◆ **TEXT BLOCK**

================

4.4 Kelvin’s calculations

Convinced by the principle of the dissipation of energy (the Second Law) that geological uniformity could not be a law of nature, Thomson saw in the principle of the conservation of energy (the First Law) the means by which to determine the limits of the Earth’s—and the sun’s—age. (Burchfield 1990, 13) He dealt with such calculation “in three ways: the first was in relation to the Sun, and he attempted to estimate how long it had been shining and used this as a corollary for the age of the Earth. Secondly, Thomson investigated the effect that friction caused by tides might have had on the shape of the Earth. The third method took the secular cooling rate of the Earth, and it is for this work that Thomson is chiefly remembered in the geochronological field.” (Wyse Jackson 2008, 162)

================

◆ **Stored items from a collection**
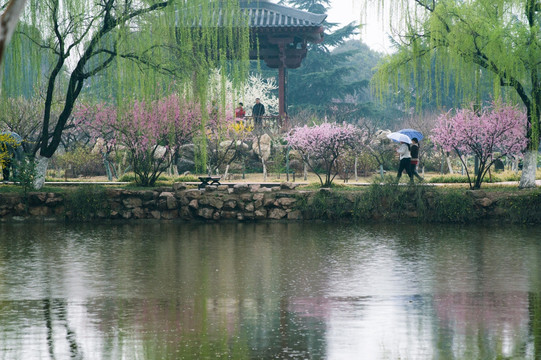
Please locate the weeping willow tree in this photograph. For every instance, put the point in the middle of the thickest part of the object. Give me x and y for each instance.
(9, 16)
(475, 41)
(143, 49)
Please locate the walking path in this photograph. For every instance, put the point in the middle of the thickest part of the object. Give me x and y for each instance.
(270, 184)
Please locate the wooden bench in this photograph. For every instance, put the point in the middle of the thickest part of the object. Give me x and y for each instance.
(205, 181)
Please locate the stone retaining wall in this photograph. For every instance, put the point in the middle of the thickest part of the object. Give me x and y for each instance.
(243, 202)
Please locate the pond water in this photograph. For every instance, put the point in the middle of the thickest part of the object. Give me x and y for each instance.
(268, 291)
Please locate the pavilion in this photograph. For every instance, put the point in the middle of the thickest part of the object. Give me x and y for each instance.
(282, 34)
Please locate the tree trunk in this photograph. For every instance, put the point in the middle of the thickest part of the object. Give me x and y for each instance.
(529, 167)
(449, 165)
(42, 163)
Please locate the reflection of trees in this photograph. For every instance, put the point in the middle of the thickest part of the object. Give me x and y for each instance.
(58, 307)
(535, 323)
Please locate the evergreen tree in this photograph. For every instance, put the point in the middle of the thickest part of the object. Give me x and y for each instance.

================

◆ **PROBLEM STATEMENT**
Retype the passage on Kelvin's calculations word for word, from "4.4 Kelvin’s calculations" through "Jackson 2008, 162)".

◆ **ANSWER TO THE TASK**
4.4 Kelvin’s calculations

Convinced by the principle of the dissipation of energy (the Second Law) that geological uniformity could not be a law of nature, Thomson saw in the principle of the conservation of energy (the First Law) the means by which to determine the limits of the Earth’s—and the sun’s—age. (Burchfield 1990, 13) He dealt with such calculation “in three ways: the first was in relation to the Sun, and he attempted to estimate how long it had been shining and used this as a corollary for the age of the Earth. Secondly, Thomson investigated the effect that friction caused by tides might have had on the shape of the Earth. The third method took the secular cooling rate of the Earth, and it is for this work that Thomson is chiefly remembered in the geochronological field.” (Wyse Jackson 2008, 162)